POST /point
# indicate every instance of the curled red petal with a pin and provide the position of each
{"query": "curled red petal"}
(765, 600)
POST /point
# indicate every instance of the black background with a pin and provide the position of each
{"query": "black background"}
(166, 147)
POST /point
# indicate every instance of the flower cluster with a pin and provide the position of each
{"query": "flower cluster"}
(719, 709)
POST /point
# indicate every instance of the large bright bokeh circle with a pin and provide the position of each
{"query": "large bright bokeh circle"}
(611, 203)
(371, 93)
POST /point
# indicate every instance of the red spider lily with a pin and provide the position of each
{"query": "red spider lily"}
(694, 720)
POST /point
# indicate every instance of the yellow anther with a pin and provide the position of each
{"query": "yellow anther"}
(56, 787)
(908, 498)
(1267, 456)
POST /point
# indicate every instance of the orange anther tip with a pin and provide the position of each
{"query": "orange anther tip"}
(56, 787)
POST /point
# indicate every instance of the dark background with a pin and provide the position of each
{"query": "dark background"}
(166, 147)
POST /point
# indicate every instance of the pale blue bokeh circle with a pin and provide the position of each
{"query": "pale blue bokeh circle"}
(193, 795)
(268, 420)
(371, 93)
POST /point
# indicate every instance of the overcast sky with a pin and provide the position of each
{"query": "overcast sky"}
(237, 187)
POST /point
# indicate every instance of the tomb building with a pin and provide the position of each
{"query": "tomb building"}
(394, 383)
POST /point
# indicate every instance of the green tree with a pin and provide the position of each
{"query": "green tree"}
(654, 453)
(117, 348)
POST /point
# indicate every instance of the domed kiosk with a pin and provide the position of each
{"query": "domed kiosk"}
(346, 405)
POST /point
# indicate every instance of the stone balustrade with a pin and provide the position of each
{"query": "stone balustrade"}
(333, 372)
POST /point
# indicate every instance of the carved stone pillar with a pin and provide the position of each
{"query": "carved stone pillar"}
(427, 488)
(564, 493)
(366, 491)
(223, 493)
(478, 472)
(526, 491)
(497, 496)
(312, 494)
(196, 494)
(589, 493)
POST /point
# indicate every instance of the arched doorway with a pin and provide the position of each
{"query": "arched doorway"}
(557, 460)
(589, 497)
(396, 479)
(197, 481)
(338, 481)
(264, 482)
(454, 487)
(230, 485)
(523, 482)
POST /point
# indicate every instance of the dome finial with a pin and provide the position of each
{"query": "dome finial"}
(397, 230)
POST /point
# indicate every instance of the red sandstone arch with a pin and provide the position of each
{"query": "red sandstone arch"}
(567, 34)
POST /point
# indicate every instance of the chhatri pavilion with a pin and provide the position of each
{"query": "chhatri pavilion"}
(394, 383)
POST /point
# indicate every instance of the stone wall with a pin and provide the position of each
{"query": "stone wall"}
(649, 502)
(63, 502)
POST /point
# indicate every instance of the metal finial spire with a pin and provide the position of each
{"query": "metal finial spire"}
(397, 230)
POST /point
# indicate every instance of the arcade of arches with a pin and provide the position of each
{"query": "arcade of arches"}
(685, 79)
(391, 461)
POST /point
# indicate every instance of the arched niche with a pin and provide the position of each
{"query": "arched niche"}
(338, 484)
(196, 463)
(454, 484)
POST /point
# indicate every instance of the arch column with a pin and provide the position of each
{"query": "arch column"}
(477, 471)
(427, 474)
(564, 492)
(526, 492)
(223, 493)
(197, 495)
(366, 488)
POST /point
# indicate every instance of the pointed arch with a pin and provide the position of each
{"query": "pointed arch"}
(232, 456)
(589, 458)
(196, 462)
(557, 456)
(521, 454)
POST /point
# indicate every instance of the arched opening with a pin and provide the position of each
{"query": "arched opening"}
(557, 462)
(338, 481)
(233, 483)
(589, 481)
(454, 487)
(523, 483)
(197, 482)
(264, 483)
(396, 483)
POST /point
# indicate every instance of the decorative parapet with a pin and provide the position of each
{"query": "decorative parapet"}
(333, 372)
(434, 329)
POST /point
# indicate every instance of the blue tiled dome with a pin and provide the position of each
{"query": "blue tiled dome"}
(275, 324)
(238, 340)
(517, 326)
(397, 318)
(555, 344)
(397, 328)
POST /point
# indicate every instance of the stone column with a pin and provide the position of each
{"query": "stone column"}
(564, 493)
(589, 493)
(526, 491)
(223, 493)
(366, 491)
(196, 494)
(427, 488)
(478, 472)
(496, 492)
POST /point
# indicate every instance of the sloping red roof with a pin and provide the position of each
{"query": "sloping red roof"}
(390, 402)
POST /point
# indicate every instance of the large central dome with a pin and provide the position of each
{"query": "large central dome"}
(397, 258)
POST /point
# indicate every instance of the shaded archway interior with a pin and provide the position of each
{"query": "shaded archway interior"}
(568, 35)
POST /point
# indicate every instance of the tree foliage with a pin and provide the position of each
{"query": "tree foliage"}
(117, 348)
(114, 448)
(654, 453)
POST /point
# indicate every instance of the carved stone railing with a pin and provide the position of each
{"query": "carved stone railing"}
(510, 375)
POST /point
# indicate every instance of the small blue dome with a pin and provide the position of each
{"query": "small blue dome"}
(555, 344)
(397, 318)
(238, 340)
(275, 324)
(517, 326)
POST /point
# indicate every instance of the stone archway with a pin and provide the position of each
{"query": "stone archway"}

Set problem » Exactly reproduce all of the entries above.

Solution for this problem »
POST /point
# indicate every instance of the curled red petal with a pin and provide the position of each
{"query": "curled red petal"}
(765, 600)
POST /point
# indicate every instance of the black background with a pin and provide the position of each
{"query": "black background"}
(166, 147)
POST /point
# indicate every instance of the flower cluster with a pin and provide the position of each
{"query": "flower cluster"}
(719, 709)
POST /point
# indicate every instance of the large bright bokeh circle with a pin and provide the position of each
{"query": "large bright bokeh circle"}
(611, 203)
(371, 93)
POST /point
# indicate every instance of the red spider lily with a pin and provide the position of each
{"query": "red spider lily"}
(694, 720)
POST /point
# indicate every instance of the yellow anther with a pin and provide the position of each
{"query": "yellow anther"}
(56, 787)
(908, 498)
(1267, 456)
POST /point
# indicate every instance of the orange anther tip with a pin and provide the position of each
{"query": "orange anther tip"}
(56, 787)
POST /point
# indicate every instance of the dark background with a pin and provide the position of each
{"query": "dark background"}
(166, 147)
POST /point
# indicate every instance of the pale blue bokeh circle with a pin and provide the position of each
{"query": "pale blue bokeh circle"}
(193, 795)
(268, 420)
(371, 93)
POST /point
# indicate every instance of the overcast sky with a pin and provide the position of each
{"query": "overcast sky"}
(237, 187)
POST /point
# indicate every instance of the tomb building with a pin and provide the position of each
{"query": "tomb building"}
(394, 383)
POST /point
# indicate every instance of the green tree with a pin and provide the position of each
{"query": "green tree"}
(654, 453)
(117, 348)
POST /point
# indicate every instance of the domed kiosk with a pin and provide the position of each
{"query": "domed kiosk"}
(346, 405)
POST /point
# indicate every instance of the stone balustrade with a pin and provide the position of each
{"query": "stone balustrade"}
(333, 372)
POST /point
# indicate every instance of the carved stone pillar with a pin and provide the position of each
{"query": "carved stone pillar"}
(427, 488)
(564, 493)
(366, 491)
(223, 493)
(478, 472)
(526, 491)
(497, 496)
(312, 494)
(196, 494)
(589, 493)
POST /point
# indicate every instance of the arched doorway with a pin and provide the position of each
{"query": "arched doorway"}
(557, 460)
(589, 497)
(396, 479)
(197, 481)
(338, 481)
(264, 482)
(454, 487)
(230, 485)
(523, 482)
POST /point
# indicate every instance of the dome finial with a pin and provide the position of each
{"query": "dome finial"}
(397, 230)
POST /point
# indicate every instance of the red sandstone arch with a pin and provide the position of each
{"query": "red sandstone arch"}
(567, 34)
POST /point
# indicate every instance of the chhatri pavilion with a pin and provide the position of each
{"query": "chhatri pavilion"}
(394, 383)
POST /point
# indicate every instance of the stone wall with a pin and provide the position of each
{"query": "stone wall"}
(649, 502)
(63, 502)
POST /point
# indicate every instance of the metal finial spire with a pin and provide the position of each
{"query": "metal finial spire"}
(397, 230)
POST /point
# indicate every instance of the arcade of arches with a pin and provide the position of each
{"query": "arcade of arches"}
(685, 79)
(391, 461)
POST /point
# indicate every instance of the arched niche with a pin and provide the position of each
{"query": "arched niche"}
(338, 484)
(196, 463)
(454, 484)
POST /point
# indicate every instance of the arch column with a pin and provide the position of each
{"query": "arch column"}
(477, 471)
(427, 474)
(564, 492)
(526, 492)
(223, 493)
(197, 495)
(366, 488)
POST /point
# indicate every instance of the pointed arch with a pin and provide the position of each
{"query": "pointed arch"}
(232, 456)
(589, 458)
(196, 462)
(557, 456)
(521, 454)
POST /point
# indicate every instance of the arched opening with a pin and provide the position of each
{"query": "arched opening"}
(557, 462)
(338, 481)
(233, 483)
(589, 481)
(454, 487)
(523, 483)
(197, 482)
(264, 483)
(396, 483)
POST /point
# indicate every instance of the decorative parapet with a pin and provide the position of each
{"query": "decorative parapet"}
(333, 372)
(434, 329)
POST /point
# indicate every instance of the blue tiled dome with a pin and provide the position of each
{"query": "blue tiled dome"}
(275, 324)
(238, 340)
(517, 326)
(397, 318)
(555, 344)
(397, 328)
POST /point
# indicate every instance of the stone column with a pin and provide the position of each
{"query": "stone column"}
(564, 493)
(589, 493)
(526, 491)
(223, 493)
(366, 491)
(196, 494)
(427, 488)
(478, 472)
(496, 492)
POST /point
# indicate every instance of the sloping red roof with a pin and provide the position of each
{"query": "sloping red roof"}
(390, 402)
POST /point
# indicate every instance of the large central dome with a pin and provide the position of each
{"query": "large central dome"}
(397, 258)
POST /point
# indicate every instance of the shaded archway interior with a pin and provide the position of each
{"query": "shaded archway interior"}
(568, 35)
POST /point
# indicate every instance of the tree foliage with a pin and provide the position of each
{"query": "tree foliage"}
(117, 348)
(114, 448)
(654, 453)
POST /point
# indicate every instance of the carved stone railing with a pin and provide the position of each
{"query": "carved stone railing"}
(510, 375)
POST /point
# indicate every instance of the small blue dome with a pin and provide the position of each
{"query": "small blue dome"}
(555, 344)
(397, 318)
(238, 340)
(275, 324)
(517, 326)
POST /point
# indicate every instance of the stone archway with a pin and provide the position of each
{"query": "stone archway"}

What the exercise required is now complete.